Set of tasks
[A] In the description of the Man of Sorrows painting, in which city is Michele di Matteo documented in 1447?
[B] List every Walters catalog number that appears in the description of the Man of Sorrows painting.
[C] Extend the description of the Man of Sorrows painting beyond its final sentence.

Selected excerpt
★ ★ ★ ★ ★
Description Dead yet upright in his tomb, Christ is shown as the “Man of Sorrows,” meaning his wounds—still dripping with fresh blood—are clearly visible to viewers, encouraging them to reflect on his suffering. Christ is mourned by his mother, the Virgin Mary (at the left), and the apostle John (at right). His eyes are downturned yet slightly opened, alluding to the Christian belief that Christ was able to conquer death through his resurrection and ascension into heaven. As indicated by its small size and horizontal shape, the painting was originally part of the “predella,” or illustrated base, of a large altarpiece, other parts of which are now lost or unidentified. The panel was probably painted around 1450 by Michele di Matteo, one of the foremost painters in the city of Bologna during the first half of the 15th century. The elongated and expressive forms are typical of Matteo’s work and reflect his familiarity with the art of contemporary Siena, where he is in fact documented in 1447 working in collaboration with Giovanni di Paolo (see Walters 37.489 and 37.554). For another painting by Michele di Matteo at the Walters, see 37.513.
★ ★ ★ ★ ★
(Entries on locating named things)
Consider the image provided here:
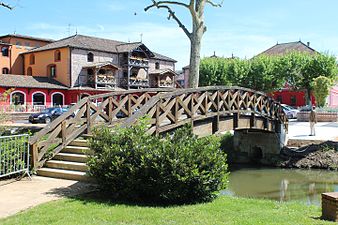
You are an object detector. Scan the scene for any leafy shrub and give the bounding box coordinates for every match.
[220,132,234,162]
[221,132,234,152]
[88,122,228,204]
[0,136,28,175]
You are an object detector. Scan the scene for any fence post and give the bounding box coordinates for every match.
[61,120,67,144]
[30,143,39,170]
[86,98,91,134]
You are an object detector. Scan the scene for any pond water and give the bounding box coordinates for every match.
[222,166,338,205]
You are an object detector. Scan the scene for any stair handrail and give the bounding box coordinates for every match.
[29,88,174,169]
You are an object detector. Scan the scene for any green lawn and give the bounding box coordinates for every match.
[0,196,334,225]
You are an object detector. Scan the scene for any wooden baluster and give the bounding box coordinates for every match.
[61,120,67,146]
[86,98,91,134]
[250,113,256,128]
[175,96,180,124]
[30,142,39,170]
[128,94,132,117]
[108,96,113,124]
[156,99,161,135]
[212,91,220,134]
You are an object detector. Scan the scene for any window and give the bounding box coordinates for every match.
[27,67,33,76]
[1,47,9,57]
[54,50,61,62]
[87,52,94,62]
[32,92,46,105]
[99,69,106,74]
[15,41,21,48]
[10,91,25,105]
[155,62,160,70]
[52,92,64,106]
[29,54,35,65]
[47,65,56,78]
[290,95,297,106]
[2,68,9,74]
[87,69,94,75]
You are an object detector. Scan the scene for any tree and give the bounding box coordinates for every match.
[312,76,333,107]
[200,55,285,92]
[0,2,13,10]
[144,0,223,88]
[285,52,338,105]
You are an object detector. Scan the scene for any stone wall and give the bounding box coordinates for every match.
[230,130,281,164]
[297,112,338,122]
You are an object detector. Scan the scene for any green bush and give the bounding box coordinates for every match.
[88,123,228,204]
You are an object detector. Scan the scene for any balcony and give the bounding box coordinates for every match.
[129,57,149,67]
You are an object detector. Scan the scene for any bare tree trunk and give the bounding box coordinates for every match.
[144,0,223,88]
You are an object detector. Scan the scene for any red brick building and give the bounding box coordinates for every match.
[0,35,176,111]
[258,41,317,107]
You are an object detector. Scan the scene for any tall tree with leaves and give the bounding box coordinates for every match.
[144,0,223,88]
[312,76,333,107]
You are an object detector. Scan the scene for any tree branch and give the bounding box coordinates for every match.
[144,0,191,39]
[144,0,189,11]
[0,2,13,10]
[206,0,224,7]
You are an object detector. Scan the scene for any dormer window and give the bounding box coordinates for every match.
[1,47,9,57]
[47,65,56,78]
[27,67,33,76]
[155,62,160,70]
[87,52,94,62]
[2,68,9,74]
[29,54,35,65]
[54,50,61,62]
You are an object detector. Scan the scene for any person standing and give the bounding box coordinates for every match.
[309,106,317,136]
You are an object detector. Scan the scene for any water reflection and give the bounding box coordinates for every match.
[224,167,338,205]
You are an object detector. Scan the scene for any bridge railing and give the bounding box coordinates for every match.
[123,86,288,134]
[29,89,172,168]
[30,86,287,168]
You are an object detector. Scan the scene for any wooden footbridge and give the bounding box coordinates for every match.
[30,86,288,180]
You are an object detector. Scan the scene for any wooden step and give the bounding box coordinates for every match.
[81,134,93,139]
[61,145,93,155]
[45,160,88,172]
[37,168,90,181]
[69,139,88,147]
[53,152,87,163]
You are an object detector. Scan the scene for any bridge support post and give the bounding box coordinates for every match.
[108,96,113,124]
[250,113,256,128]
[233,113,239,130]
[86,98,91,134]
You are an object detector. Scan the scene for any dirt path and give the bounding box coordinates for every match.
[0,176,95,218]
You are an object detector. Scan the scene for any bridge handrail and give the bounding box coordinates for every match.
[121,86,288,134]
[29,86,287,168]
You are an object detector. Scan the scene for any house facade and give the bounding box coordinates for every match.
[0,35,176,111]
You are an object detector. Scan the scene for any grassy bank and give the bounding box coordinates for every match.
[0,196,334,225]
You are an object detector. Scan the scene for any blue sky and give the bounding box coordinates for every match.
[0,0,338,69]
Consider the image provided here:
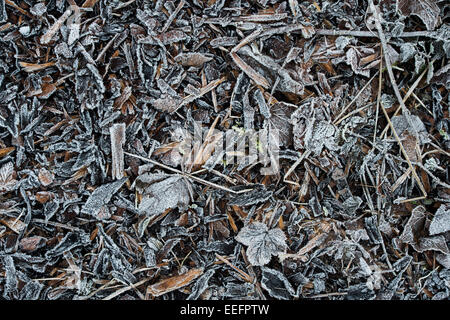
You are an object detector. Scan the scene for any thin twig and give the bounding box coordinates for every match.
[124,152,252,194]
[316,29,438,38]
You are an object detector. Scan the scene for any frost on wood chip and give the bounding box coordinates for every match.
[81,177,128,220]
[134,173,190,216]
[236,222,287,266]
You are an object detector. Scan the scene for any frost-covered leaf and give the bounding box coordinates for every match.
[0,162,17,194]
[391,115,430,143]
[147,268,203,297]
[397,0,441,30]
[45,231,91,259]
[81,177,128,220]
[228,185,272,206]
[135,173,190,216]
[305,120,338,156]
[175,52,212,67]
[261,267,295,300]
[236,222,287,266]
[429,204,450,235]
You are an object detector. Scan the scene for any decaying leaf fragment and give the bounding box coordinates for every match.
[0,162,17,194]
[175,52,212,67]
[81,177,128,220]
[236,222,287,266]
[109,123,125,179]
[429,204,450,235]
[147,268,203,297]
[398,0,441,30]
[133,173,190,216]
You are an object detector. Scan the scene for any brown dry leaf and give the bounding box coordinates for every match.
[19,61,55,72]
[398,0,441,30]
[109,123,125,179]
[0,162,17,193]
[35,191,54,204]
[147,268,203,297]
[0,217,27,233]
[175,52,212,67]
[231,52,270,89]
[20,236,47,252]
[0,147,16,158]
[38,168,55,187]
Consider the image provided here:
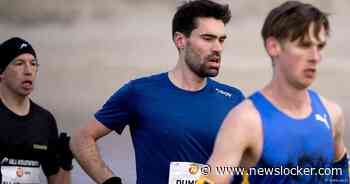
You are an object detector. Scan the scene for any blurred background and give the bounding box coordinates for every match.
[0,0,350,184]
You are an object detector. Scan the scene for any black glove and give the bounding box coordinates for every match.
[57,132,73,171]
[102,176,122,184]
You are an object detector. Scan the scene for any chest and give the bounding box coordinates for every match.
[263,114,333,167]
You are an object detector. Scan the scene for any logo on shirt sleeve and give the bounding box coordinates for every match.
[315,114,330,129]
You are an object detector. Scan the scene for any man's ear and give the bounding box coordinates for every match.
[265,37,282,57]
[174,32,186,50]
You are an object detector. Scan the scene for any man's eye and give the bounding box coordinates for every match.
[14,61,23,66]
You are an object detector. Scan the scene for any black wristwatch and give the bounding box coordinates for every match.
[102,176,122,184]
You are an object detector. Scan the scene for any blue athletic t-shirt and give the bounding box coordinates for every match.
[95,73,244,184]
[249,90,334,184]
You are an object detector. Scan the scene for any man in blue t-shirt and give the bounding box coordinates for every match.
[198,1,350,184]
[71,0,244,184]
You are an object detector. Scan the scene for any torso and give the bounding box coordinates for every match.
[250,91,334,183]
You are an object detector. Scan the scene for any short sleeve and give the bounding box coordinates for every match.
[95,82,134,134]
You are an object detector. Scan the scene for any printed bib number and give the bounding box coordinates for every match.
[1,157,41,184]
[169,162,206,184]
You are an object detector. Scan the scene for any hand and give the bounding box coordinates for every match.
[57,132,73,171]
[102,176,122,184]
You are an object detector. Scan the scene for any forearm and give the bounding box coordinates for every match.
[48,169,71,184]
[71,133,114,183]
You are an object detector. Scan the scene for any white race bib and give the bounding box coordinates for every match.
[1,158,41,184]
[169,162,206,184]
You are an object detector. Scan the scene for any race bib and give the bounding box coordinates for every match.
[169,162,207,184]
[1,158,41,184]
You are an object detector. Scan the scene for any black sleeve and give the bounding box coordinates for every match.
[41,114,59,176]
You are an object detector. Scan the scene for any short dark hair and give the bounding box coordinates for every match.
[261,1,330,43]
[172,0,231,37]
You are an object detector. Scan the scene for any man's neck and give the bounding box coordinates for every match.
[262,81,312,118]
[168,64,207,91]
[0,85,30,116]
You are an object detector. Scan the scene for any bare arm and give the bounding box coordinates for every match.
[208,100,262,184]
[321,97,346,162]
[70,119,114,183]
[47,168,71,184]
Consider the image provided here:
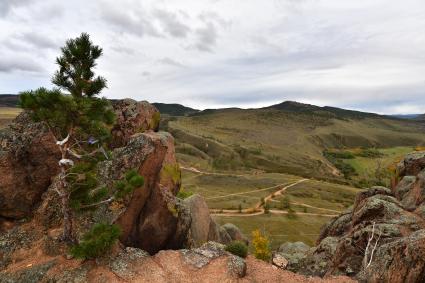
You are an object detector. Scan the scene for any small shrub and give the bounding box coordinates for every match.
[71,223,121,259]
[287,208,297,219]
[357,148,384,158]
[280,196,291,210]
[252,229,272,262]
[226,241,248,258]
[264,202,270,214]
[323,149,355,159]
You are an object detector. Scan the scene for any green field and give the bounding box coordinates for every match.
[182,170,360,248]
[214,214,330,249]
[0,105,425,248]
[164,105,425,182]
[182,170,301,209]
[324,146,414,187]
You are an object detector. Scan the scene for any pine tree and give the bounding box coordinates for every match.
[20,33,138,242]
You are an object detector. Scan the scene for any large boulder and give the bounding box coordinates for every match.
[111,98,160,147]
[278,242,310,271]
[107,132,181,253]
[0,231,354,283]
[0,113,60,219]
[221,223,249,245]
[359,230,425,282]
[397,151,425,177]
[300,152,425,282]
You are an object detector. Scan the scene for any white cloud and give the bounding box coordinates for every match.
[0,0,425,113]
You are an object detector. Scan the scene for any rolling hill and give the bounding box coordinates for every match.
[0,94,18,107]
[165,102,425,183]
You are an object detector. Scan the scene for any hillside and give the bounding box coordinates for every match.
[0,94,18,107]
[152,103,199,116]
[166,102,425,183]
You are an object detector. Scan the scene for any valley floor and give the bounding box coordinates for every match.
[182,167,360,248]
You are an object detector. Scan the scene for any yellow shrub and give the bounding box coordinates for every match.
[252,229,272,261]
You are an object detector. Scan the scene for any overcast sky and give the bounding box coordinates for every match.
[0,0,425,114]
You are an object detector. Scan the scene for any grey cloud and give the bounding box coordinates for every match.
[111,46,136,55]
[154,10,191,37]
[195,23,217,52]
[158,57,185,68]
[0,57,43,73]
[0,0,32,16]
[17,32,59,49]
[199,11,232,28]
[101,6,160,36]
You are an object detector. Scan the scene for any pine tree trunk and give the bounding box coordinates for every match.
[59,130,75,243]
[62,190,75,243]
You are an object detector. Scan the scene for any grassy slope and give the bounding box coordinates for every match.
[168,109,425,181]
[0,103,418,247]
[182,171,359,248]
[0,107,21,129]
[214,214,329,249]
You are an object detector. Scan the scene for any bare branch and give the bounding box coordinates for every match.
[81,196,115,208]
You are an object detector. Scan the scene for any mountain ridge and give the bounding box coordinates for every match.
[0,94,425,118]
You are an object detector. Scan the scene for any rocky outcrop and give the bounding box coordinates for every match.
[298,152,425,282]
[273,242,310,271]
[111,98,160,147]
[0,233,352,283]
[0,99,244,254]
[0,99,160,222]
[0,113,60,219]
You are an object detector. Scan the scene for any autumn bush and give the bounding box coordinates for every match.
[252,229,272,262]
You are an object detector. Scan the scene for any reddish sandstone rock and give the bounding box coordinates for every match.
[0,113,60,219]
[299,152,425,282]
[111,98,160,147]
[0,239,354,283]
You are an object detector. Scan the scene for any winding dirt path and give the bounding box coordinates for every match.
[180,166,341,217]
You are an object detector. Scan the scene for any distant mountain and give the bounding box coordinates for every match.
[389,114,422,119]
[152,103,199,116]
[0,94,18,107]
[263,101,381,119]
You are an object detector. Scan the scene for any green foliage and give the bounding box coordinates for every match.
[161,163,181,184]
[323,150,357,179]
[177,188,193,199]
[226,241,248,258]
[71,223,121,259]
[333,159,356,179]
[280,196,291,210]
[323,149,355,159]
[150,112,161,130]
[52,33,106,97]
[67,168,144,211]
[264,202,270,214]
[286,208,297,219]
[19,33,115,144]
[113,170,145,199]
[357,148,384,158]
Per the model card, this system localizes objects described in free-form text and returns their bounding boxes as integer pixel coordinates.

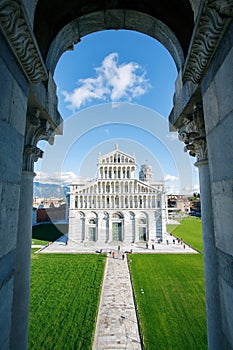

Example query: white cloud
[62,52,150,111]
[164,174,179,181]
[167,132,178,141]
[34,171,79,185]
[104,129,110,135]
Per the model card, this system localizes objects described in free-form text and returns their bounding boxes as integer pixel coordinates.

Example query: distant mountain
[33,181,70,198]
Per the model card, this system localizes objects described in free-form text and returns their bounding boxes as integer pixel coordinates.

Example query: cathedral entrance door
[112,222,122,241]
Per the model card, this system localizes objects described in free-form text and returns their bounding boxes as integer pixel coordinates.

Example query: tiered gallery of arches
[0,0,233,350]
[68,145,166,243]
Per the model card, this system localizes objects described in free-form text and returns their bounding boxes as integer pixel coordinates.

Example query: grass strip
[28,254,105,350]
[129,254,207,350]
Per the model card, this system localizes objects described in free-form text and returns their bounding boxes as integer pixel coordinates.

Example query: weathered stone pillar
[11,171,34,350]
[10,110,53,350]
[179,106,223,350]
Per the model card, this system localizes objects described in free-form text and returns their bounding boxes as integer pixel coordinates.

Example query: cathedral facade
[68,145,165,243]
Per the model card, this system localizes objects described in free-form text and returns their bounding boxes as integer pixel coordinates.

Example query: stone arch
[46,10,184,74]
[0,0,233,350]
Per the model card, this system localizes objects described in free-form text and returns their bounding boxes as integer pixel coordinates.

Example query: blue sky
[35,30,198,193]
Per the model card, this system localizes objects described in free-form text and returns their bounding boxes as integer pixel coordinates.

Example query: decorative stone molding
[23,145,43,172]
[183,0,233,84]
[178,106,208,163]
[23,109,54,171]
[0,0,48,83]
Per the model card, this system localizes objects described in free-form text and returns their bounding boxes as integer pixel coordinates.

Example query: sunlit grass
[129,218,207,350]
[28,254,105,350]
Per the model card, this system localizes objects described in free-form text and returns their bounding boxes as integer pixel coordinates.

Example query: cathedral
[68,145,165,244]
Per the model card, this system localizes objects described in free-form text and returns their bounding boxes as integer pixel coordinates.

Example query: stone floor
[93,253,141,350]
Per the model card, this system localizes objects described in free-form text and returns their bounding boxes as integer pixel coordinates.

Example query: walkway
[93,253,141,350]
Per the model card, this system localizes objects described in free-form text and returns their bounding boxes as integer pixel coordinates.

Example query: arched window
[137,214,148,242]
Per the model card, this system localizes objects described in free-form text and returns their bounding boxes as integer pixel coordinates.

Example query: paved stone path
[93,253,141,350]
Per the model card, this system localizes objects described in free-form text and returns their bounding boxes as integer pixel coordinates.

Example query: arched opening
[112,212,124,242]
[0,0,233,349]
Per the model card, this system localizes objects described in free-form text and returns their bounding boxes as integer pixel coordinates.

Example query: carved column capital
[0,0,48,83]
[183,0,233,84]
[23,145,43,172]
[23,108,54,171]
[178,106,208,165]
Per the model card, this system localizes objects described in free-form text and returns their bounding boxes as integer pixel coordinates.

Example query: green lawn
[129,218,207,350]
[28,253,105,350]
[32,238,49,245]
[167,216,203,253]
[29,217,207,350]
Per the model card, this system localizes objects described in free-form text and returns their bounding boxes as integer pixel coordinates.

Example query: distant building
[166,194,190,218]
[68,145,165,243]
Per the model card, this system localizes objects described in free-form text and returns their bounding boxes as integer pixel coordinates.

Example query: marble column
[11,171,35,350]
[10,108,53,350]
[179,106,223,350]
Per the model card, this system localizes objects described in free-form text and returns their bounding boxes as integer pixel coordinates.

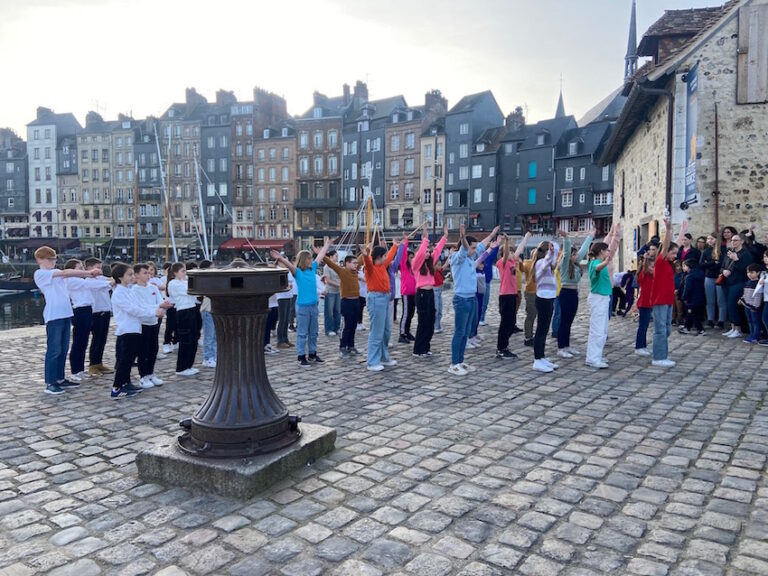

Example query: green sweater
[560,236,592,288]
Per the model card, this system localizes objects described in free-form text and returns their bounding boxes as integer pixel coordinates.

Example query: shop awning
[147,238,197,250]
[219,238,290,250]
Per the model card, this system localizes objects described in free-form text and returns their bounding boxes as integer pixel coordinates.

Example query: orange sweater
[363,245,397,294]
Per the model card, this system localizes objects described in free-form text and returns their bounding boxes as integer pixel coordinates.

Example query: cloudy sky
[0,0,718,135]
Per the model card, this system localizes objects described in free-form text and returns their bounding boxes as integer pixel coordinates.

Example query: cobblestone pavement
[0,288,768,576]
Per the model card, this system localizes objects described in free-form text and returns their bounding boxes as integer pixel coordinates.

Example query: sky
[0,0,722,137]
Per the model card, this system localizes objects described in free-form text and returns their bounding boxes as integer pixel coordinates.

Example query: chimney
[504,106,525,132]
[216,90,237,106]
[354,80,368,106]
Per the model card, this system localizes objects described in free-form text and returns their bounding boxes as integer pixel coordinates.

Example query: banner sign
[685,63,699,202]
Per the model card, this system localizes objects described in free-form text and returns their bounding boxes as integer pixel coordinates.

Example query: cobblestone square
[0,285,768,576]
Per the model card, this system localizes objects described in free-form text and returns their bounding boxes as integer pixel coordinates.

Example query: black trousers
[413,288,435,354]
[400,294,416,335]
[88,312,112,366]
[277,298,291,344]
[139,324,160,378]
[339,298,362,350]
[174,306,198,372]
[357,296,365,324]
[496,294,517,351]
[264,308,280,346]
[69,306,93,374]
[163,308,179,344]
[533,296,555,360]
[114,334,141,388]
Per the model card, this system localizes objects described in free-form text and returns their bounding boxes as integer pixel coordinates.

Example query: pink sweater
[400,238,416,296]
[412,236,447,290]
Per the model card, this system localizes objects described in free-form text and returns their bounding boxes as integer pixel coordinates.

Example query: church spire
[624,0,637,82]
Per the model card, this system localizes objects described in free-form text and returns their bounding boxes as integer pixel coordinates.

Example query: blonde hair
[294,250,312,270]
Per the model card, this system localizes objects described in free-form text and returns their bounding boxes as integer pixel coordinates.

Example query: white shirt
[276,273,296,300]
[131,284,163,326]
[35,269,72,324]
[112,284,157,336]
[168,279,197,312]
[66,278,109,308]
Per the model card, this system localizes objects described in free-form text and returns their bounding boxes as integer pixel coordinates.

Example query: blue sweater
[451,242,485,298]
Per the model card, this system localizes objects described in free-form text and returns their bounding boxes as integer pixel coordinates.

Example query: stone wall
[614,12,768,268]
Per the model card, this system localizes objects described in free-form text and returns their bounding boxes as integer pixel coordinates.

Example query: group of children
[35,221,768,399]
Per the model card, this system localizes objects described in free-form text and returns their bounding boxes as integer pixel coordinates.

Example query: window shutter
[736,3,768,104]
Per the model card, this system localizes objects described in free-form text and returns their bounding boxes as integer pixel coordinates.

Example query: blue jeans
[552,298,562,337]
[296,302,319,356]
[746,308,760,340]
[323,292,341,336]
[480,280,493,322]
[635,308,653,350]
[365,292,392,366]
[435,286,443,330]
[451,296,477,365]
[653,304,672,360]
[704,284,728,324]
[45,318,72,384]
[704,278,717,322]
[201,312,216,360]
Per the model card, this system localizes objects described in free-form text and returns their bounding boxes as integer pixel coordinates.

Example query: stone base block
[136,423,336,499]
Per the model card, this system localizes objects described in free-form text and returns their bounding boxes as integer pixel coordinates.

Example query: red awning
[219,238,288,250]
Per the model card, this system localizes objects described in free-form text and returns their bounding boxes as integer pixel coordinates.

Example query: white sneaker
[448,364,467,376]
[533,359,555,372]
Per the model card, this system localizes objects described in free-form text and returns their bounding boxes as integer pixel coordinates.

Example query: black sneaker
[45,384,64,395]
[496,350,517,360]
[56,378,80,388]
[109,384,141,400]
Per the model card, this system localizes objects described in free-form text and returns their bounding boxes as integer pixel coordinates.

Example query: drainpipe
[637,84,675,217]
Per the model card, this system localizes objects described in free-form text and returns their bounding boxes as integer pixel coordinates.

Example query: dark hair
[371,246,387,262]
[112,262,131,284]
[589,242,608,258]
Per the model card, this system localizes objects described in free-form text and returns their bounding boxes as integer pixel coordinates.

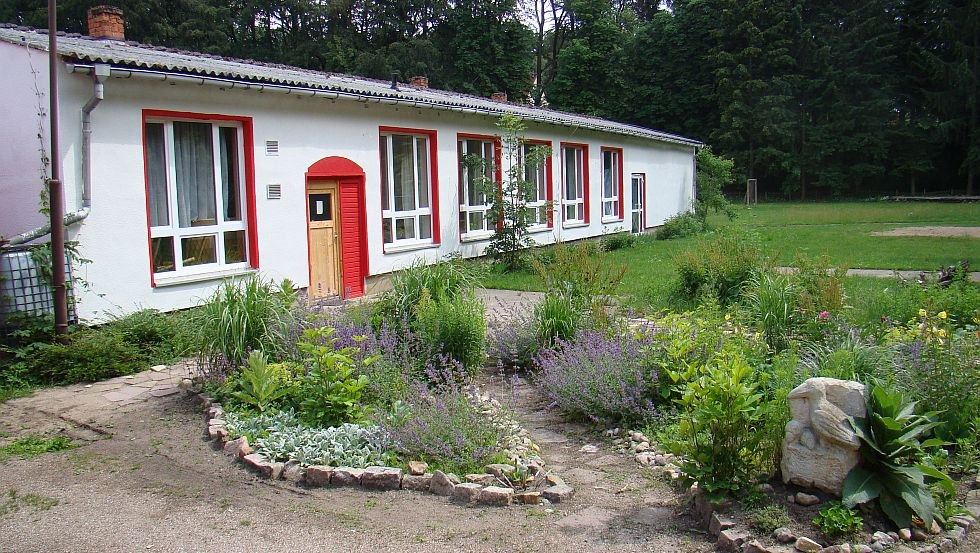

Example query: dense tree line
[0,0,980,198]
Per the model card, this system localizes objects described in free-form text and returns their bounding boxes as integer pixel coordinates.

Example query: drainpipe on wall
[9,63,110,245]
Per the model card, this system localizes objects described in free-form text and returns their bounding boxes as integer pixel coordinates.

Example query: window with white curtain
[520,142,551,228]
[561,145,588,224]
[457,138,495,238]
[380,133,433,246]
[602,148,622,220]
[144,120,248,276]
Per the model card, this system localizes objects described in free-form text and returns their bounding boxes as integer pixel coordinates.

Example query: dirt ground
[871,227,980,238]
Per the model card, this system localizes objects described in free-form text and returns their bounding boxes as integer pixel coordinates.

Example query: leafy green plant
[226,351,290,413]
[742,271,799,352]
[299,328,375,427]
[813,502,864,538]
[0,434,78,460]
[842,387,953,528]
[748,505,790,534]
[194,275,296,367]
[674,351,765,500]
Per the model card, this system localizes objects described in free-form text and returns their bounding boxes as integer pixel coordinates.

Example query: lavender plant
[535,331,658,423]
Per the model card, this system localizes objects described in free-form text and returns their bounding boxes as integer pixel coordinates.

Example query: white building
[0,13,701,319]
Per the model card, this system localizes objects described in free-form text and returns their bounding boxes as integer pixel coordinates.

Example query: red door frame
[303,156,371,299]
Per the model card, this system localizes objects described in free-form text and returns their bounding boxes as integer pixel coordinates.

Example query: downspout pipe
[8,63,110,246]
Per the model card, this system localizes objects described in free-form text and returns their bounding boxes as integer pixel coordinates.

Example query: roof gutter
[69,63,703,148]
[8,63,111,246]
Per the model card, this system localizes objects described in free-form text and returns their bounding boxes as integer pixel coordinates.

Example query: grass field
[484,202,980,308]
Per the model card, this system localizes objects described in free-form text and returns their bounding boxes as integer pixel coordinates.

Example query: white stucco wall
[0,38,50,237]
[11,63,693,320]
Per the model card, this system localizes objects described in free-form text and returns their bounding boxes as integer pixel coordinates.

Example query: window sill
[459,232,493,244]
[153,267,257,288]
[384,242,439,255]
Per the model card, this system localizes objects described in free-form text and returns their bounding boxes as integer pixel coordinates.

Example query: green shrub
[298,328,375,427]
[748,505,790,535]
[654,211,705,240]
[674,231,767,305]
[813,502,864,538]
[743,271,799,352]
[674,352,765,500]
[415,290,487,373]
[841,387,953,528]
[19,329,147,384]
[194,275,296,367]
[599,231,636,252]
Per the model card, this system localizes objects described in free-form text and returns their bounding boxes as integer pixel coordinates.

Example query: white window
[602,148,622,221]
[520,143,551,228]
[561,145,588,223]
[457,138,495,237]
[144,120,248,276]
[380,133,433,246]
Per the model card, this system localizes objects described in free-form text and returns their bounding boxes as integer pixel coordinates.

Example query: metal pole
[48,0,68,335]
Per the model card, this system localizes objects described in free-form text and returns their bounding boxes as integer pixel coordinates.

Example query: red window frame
★ ★ ★ ★ ★
Responses to the exercise
[A] Siena

[B] 37.489, 37.554, 37.513

[C]
- The International Style: The Arts in Europe Around 1400. The Walters Art Gallery, Baltimore. 1962.
Provenance Don Marcello Massarenti Collection, Rome [date and mode of acquisition unknown] [1897 catalogue: no. 73, as Florentine School, 14th century]; Henry Walters, Baltimore, 1902, by purchase; Walters Art Museum, 1931, by bequest.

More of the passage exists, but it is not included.